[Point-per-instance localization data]
Start of Block

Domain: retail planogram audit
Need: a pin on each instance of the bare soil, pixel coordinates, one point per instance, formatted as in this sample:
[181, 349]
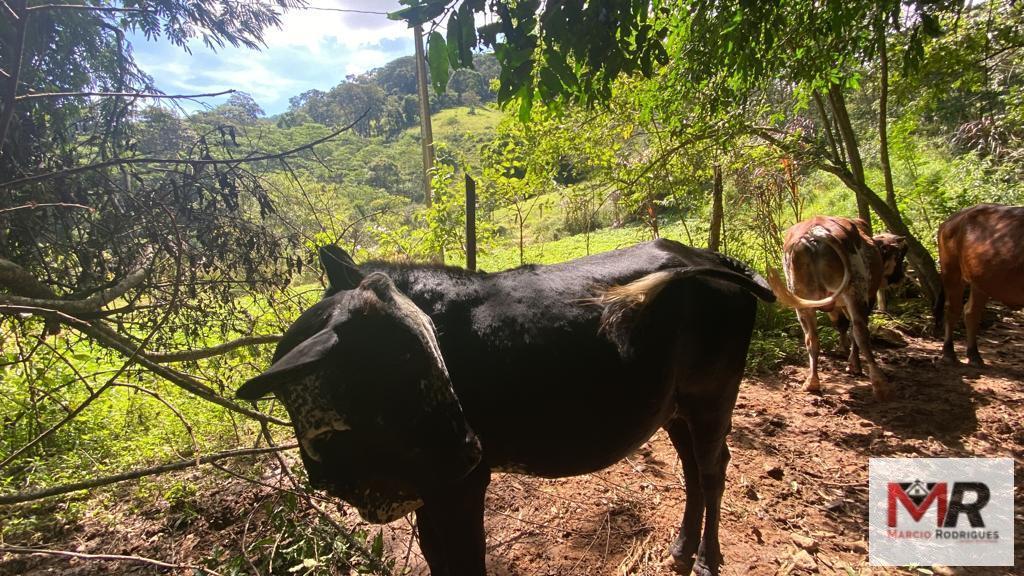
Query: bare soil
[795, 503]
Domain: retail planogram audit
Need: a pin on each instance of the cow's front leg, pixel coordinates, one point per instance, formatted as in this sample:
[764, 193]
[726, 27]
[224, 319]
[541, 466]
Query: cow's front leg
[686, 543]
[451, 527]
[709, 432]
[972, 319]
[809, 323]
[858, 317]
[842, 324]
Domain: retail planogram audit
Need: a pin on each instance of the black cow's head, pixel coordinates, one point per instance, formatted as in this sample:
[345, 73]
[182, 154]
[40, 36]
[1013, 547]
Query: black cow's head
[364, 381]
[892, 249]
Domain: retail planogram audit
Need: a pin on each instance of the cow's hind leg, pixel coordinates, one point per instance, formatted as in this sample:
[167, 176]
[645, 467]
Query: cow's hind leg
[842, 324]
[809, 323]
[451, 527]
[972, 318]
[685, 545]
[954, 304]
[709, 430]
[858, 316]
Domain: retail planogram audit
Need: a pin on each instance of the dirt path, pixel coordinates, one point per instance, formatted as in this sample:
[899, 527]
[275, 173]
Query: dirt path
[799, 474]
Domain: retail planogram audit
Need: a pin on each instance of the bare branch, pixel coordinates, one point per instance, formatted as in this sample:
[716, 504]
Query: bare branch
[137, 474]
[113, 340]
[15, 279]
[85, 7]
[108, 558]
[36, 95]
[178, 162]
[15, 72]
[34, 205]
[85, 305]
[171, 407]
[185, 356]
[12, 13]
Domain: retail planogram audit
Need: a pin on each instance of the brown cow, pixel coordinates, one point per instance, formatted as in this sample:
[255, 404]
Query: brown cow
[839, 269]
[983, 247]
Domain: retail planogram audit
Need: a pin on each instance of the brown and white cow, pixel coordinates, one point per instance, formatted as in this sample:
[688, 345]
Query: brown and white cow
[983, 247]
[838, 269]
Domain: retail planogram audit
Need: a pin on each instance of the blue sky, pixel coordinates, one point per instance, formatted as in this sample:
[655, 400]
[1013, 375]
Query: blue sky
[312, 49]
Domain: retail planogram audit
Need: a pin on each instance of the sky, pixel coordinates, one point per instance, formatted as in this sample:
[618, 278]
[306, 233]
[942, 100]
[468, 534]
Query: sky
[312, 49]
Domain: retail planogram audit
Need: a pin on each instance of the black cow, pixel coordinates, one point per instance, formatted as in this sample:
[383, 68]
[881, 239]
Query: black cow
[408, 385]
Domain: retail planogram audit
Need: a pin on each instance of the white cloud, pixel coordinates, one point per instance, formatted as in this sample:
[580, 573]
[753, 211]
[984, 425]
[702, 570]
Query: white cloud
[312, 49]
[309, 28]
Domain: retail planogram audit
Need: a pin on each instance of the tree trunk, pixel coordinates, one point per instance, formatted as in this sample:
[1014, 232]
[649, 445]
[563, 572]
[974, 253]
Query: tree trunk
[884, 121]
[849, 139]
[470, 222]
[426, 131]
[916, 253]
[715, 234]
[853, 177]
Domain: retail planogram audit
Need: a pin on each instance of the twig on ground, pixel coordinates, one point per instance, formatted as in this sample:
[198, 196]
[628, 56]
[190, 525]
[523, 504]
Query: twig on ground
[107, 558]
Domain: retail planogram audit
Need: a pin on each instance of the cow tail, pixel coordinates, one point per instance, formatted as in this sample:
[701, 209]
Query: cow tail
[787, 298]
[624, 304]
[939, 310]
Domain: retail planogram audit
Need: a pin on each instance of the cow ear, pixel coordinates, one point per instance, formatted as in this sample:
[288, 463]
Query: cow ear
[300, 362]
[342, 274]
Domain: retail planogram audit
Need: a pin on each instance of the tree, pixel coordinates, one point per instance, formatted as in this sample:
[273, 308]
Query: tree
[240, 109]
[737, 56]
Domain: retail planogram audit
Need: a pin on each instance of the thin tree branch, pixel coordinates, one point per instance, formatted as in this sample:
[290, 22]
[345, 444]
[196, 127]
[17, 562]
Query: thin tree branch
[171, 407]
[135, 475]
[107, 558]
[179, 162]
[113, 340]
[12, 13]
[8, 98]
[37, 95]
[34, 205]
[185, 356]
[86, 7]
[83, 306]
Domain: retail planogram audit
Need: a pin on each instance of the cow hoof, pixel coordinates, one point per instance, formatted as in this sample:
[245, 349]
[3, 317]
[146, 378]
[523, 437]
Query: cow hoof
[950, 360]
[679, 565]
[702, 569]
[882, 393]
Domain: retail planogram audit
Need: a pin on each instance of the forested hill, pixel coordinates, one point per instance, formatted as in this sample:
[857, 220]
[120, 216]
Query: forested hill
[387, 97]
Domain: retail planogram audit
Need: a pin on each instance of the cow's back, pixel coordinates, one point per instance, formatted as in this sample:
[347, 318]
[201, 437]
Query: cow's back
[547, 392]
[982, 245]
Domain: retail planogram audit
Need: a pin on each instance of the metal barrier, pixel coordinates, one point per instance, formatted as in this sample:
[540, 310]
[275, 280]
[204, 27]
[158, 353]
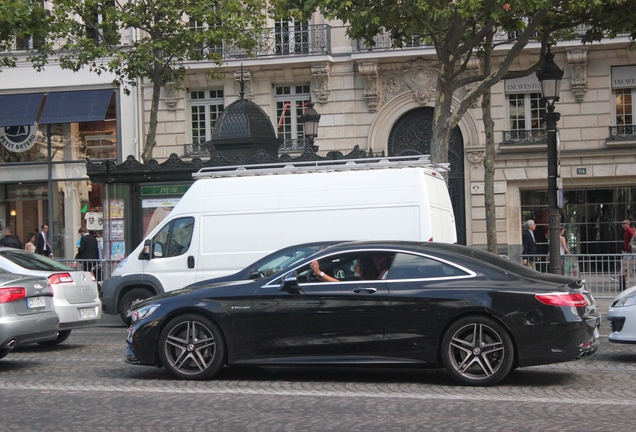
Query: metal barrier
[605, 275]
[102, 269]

End of Block

Set down all of the data word for word; no pictures belong in it.

#### [SOLUTION TO THIS TASK]
Domain: retail planogram audit
Need: a pin on each instance of the bare soil, pixel coordinates, one point per instance, formatted as in this sample:
[181, 349]
Query: bare soil
[795, 503]
Domain: retail planogram audit
Need: a pin on each instance of the cow's front leg, pixel coordinates, one point per instance, formatted as in this sample:
[764, 193]
[726, 27]
[224, 319]
[541, 466]
Query: cow's front leg
[686, 543]
[451, 527]
[709, 432]
[972, 319]
[809, 323]
[858, 317]
[842, 324]
Domain: retail planogram audit
Need: a pin on each instance of the black cow's head, pixel coordinates, one point per instance, formatted as in this sample:
[345, 73]
[182, 154]
[40, 36]
[1013, 547]
Query: black cow's head
[364, 381]
[892, 249]
Domain: retail planogram audit
Need: a pin on each instance of the cow's hind leg, pixel coordinates, one point per instance, formatted as in this sample:
[167, 176]
[645, 467]
Query: cow's hind leg
[842, 324]
[809, 323]
[451, 527]
[972, 318]
[685, 545]
[954, 304]
[709, 430]
[858, 316]
Domain: retail planogram audit
Need: a pin on each instance of the dirt path, pixel coordinates, one point per instance, formatted as in this sample:
[899, 527]
[275, 173]
Query: dirt path
[799, 474]
Domain: retail planogram audit
Need: a pin on each instance of the bare branch, pixel coordinates, one point per instance, formatted as in this sample:
[716, 504]
Query: bare branch
[137, 474]
[113, 340]
[15, 279]
[85, 7]
[108, 558]
[36, 95]
[178, 162]
[15, 72]
[34, 205]
[85, 305]
[171, 407]
[185, 356]
[12, 13]
Domain: retail planogram audit
Need: a pin on each instance of the brown cow, pixel coordinates, one point per instance, formatted as in this sample:
[255, 404]
Query: brown cow
[839, 269]
[983, 247]
Domain: retail planogram audit
Need: a pin on each instance of the brown and white cow, pixel coordinates, one point per instance, formatted as in this sample:
[688, 345]
Query: brown and white cow
[983, 247]
[838, 269]
Domain: retail planogram audit
Need: a pin on each instance of the blue sky, pixel coordinates, one point per instance, formatted as in this sample:
[655, 400]
[1013, 375]
Query: blue sky
[312, 49]
Domain: retail planogram audit
Need: a pin on each instance of the sky, pixel coordinates, one point per instance, formatted as in this sample:
[618, 278]
[306, 233]
[942, 100]
[468, 534]
Query: sky
[312, 49]
Domain: retail planogram audit
Need: a pin on each instance of the black cow, pixel coordinates, one point per instance, formatted as in this sample:
[383, 68]
[881, 239]
Query: black cow
[408, 385]
Domain: retail planogram audit
Need: a pin on each instance of the white cloud, pixel coordinates, one point per instance, formatted as in this sample:
[580, 573]
[753, 211]
[984, 425]
[702, 570]
Query: white cloud
[312, 49]
[309, 28]
Domain: retail planogram audit
Need: a pin on each instance of the tree trunk, pixel coordinates, one point per instance, formatted as in this sample:
[1014, 232]
[649, 445]
[563, 572]
[974, 253]
Query: tree trunk
[884, 121]
[849, 139]
[470, 222]
[426, 131]
[916, 253]
[715, 234]
[853, 177]
Domain: retail planogram audit
Need: a pin on each instance of the twig on ground, pixel coordinates, one point per instance, formatted as in this sample:
[198, 196]
[628, 56]
[190, 525]
[523, 504]
Query: twig on ground
[107, 558]
Domain: retail planogram audit
Need: a pin on each instance of the cow tail, pixel coordinates, one point per instance, formatted as in this sample:
[701, 209]
Query: cow tail
[787, 298]
[624, 304]
[939, 310]
Domain: retail planogram audit
Need: a pin on each instance of the cow ear, pixel coordinates, one point per instance, formatted as in this sample:
[288, 463]
Query: cow ear
[300, 362]
[342, 274]
Domain: retail planogram audit
Need: a pin on each instance of the tree, pixel coordinates, one point per instance, formatted as in this sample:
[273, 308]
Query: tree
[240, 109]
[737, 56]
Domain: retail planogram audit
Need: a pin on each instance of the thin tree branch, pixel coordinates, one point per instance, formatted as in this sample:
[290, 22]
[345, 444]
[196, 127]
[17, 562]
Query: thin tree branch
[171, 407]
[135, 475]
[107, 558]
[179, 162]
[113, 340]
[12, 13]
[8, 98]
[37, 95]
[34, 205]
[185, 356]
[86, 7]
[83, 306]
Domain: retail planogram audit
Need: a pin on each instance of the cow hoof, pixel coordinates, one point per instance, formatted as in this sample:
[245, 349]
[3, 317]
[146, 378]
[523, 437]
Query: cow hoof
[950, 360]
[679, 565]
[702, 569]
[882, 393]
Domain: retail planogram audit
Need: a pin on each instance of the forested hill, pixel coordinates, one point per instance, formatted as in this sample:
[857, 220]
[120, 216]
Query: forested hill
[387, 97]
Domain: retail planogram audit
Need: a pin on each instance of the cow's back, pixel coordinates, one point per instance, formatted as in this sample:
[347, 318]
[201, 437]
Query: cow's back
[547, 392]
[982, 245]
Domain: retail planogram audit
Need: a pin on each instance of the metal barrier, pixel coordinates, one point per instance, formatted as in this sample:
[540, 310]
[275, 280]
[204, 27]
[158, 353]
Query: metal barrier
[605, 275]
[102, 269]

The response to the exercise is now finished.